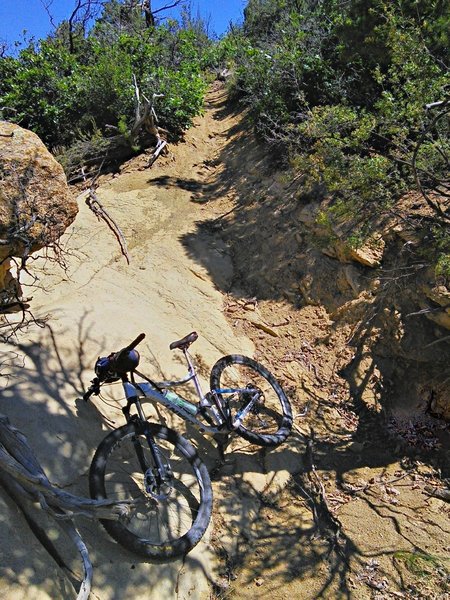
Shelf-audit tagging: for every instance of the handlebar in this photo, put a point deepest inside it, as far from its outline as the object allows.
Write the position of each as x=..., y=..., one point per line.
x=134, y=343
x=112, y=367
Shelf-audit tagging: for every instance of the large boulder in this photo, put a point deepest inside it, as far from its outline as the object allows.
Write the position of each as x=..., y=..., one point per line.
x=36, y=205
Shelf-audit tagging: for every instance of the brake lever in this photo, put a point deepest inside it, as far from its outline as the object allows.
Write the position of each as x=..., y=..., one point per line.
x=94, y=389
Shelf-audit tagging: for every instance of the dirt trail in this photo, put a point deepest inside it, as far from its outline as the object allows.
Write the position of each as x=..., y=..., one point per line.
x=378, y=534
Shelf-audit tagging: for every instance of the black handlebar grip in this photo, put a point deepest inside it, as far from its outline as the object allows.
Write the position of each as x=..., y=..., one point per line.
x=135, y=342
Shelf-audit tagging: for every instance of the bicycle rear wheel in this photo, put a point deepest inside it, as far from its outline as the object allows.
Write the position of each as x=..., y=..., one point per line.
x=164, y=521
x=269, y=422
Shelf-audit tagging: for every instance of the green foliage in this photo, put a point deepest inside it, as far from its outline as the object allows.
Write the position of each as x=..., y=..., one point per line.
x=340, y=88
x=65, y=96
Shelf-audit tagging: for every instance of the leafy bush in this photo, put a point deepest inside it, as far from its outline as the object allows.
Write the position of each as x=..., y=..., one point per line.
x=65, y=96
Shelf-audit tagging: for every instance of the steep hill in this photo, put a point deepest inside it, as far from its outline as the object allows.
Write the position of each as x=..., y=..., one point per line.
x=219, y=243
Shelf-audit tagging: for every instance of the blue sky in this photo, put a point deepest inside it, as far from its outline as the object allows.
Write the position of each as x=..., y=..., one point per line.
x=29, y=15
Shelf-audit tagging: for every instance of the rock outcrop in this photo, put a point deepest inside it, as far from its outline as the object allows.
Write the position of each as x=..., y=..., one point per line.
x=36, y=205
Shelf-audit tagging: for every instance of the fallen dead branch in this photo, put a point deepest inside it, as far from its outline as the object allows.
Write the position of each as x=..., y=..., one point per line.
x=23, y=478
x=94, y=204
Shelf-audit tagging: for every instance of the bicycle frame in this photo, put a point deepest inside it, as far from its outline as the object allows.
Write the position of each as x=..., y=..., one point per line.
x=215, y=413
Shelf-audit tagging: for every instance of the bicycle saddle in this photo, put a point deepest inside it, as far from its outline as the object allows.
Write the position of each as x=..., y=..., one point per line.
x=185, y=342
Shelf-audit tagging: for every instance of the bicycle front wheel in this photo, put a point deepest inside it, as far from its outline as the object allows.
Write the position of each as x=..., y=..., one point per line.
x=165, y=521
x=269, y=421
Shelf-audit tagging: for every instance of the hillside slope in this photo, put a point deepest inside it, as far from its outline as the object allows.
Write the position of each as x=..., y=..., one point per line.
x=218, y=244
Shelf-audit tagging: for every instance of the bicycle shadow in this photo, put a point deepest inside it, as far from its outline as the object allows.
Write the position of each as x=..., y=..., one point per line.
x=42, y=381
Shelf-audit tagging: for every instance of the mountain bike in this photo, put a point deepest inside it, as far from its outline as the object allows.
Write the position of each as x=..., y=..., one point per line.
x=159, y=470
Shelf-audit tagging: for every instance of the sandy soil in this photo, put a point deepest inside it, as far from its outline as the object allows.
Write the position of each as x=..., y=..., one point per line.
x=345, y=516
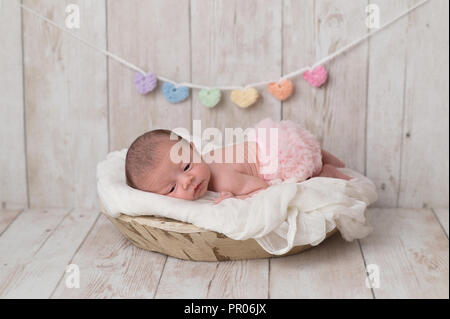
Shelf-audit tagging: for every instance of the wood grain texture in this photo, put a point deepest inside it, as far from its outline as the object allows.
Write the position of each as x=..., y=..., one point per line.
x=13, y=184
x=111, y=267
x=217, y=280
x=385, y=102
x=6, y=218
x=336, y=112
x=334, y=269
x=235, y=42
x=411, y=251
x=425, y=165
x=66, y=111
x=39, y=275
x=153, y=35
x=22, y=241
x=442, y=215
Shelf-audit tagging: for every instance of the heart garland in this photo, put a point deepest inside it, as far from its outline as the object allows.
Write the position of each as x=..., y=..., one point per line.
x=146, y=83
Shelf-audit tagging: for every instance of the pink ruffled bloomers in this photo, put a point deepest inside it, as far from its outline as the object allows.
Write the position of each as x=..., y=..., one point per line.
x=297, y=155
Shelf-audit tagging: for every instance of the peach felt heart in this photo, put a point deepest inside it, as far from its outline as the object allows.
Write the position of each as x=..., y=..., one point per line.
x=244, y=98
x=281, y=90
x=316, y=77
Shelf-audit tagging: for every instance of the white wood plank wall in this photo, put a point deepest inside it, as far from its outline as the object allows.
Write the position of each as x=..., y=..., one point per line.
x=63, y=106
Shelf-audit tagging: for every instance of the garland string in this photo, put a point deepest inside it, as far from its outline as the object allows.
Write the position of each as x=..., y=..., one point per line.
x=233, y=87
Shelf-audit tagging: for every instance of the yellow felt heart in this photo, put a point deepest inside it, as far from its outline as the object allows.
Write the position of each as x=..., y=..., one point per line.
x=244, y=98
x=281, y=90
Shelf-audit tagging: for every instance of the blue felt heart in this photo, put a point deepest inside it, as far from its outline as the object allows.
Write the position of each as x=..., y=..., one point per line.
x=175, y=94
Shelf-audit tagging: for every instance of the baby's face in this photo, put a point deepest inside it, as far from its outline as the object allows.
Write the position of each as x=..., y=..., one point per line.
x=185, y=180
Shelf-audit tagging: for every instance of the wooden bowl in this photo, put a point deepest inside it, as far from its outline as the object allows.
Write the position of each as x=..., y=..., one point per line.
x=189, y=242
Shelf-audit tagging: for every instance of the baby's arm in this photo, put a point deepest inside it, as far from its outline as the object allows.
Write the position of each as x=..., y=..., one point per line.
x=242, y=186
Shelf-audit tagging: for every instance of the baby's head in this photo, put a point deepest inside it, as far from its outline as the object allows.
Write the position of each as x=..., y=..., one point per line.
x=150, y=167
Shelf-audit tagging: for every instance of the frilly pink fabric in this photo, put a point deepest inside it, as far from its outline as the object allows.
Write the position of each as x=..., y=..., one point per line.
x=299, y=153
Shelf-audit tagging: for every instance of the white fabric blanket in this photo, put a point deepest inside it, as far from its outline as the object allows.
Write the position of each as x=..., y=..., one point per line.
x=284, y=215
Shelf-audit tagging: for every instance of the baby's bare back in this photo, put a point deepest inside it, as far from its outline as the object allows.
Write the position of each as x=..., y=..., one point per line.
x=236, y=174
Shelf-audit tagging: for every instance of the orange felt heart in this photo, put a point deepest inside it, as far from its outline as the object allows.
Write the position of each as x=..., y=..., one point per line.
x=281, y=90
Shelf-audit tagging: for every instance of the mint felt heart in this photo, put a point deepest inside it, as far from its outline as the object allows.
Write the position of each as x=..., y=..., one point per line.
x=175, y=94
x=209, y=98
x=145, y=83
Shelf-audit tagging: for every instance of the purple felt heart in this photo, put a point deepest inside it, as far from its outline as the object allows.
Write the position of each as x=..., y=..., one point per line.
x=145, y=83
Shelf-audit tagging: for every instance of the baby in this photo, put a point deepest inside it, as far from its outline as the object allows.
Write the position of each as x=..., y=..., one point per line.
x=150, y=166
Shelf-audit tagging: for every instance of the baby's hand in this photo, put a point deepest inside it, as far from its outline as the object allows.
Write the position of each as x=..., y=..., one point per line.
x=331, y=171
x=223, y=195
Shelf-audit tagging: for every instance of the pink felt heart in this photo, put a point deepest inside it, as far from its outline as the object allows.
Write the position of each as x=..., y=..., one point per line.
x=145, y=83
x=316, y=77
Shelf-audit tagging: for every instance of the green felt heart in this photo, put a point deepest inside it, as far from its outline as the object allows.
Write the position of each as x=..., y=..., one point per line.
x=209, y=98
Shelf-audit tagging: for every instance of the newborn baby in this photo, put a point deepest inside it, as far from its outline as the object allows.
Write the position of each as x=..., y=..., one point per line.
x=150, y=167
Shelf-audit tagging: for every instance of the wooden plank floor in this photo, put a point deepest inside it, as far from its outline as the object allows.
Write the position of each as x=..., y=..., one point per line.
x=407, y=256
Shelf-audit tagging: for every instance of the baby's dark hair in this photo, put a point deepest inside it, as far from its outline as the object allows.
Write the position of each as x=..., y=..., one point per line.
x=142, y=156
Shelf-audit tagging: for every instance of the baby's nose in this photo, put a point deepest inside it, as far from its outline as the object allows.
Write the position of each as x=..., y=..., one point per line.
x=187, y=181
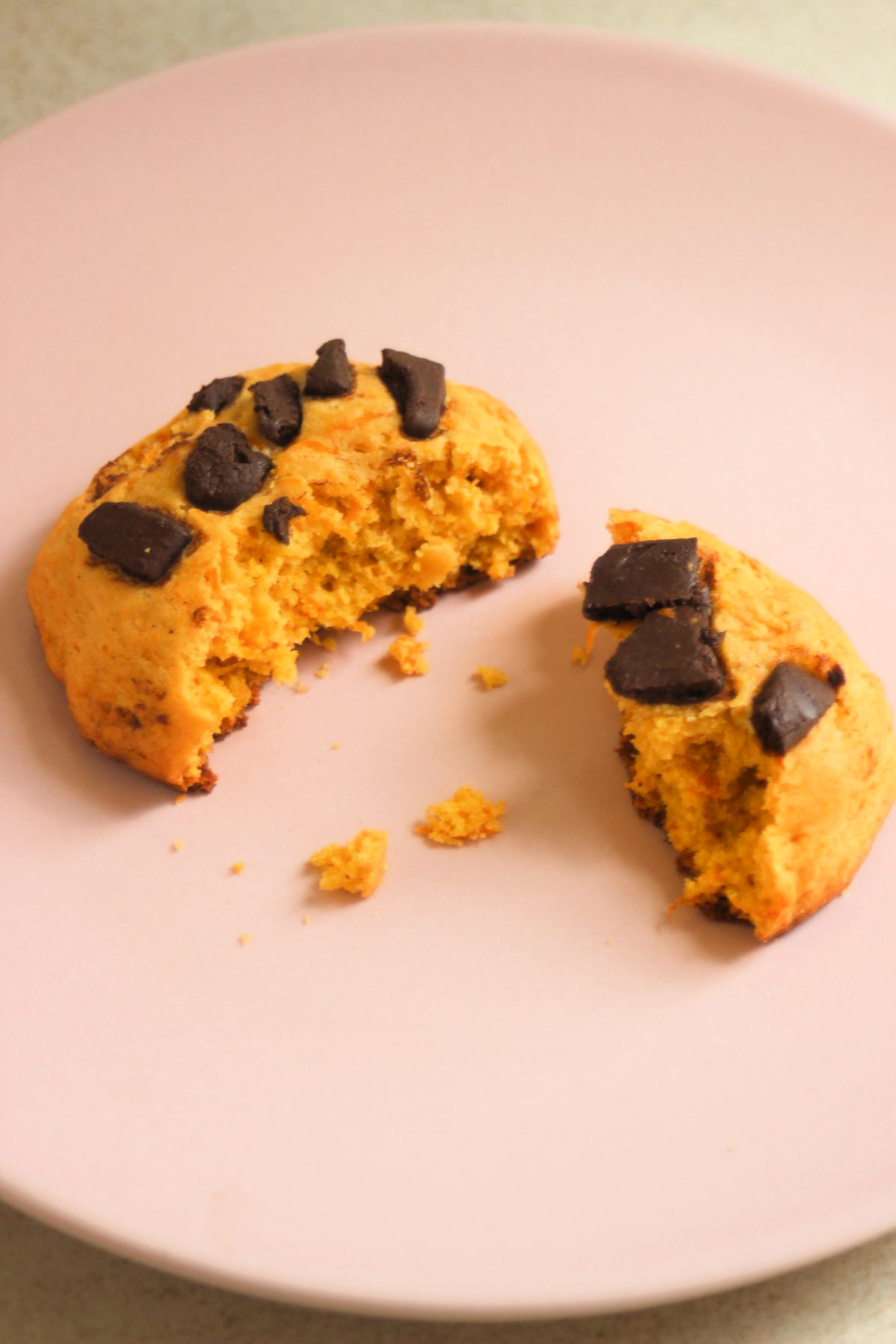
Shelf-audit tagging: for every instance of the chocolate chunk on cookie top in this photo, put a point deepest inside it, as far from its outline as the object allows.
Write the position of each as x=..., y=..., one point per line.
x=418, y=388
x=223, y=470
x=279, y=515
x=279, y=409
x=217, y=396
x=143, y=542
x=331, y=374
x=633, y=578
x=669, y=659
x=788, y=706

━━━━━━━━

### THE EXERCISE
Copy the lines beginning at the one that has "Shelf-audit tagging: for every instance of the hillside" and ending after the one that has "x=297, y=155", changing every "photo" to "image" and keeping everything else the same. Leave out the pictures.

### ANSWER TO THE PROBLEM
Shelf-audit tagging: for every instance of the hillside slope in this image, put a point deepest inside it, as far from its outline as the object allows.
Write the position of each as x=..., y=..., one point per line.
x=218, y=244
Shelf-audit tagging: for every instance of the bicycle shadow in this image, put a point deepest inside it, as far from its outline as the object allows.
Write the position of each as x=..., y=..., one point per line.
x=42, y=381
Shelf-audit tagging: for every instance of the mountain bike in this image, put a point deepest inside it, as far from its outline as the object allows.
Write the position of each as x=..., y=..., one point per line.
x=159, y=470
Shelf-audit tagging: for every instance of the sandy soil in this image, put a point deepest inside it, as far from its outline as the object allows.
Write the position of each as x=..., y=..., one point per line.
x=345, y=516
Shelf-audit tagging: for every instance of the wood grain texture in this image, put a point deepest inside it, as far from its outline as the object allows.
Write the position of each as x=..., y=..., one point per line.
x=13, y=184
x=111, y=267
x=217, y=280
x=385, y=102
x=6, y=218
x=336, y=112
x=334, y=269
x=235, y=42
x=411, y=251
x=425, y=165
x=66, y=111
x=39, y=275
x=153, y=35
x=22, y=241
x=442, y=215
Shelf-audit tagging: for every instance of the heart garland in this image, put a point deepest inside it, as far from its outline as the object allows.
Write the position of each as x=..., y=..., one point per line.
x=146, y=83
Shelf-audit tagging: for every instance of the pink ruffled bloomers in this image, put a point deepest inside it, as far from its outline as the object allows.
Write the position of each as x=..., y=..., one point per line.
x=297, y=155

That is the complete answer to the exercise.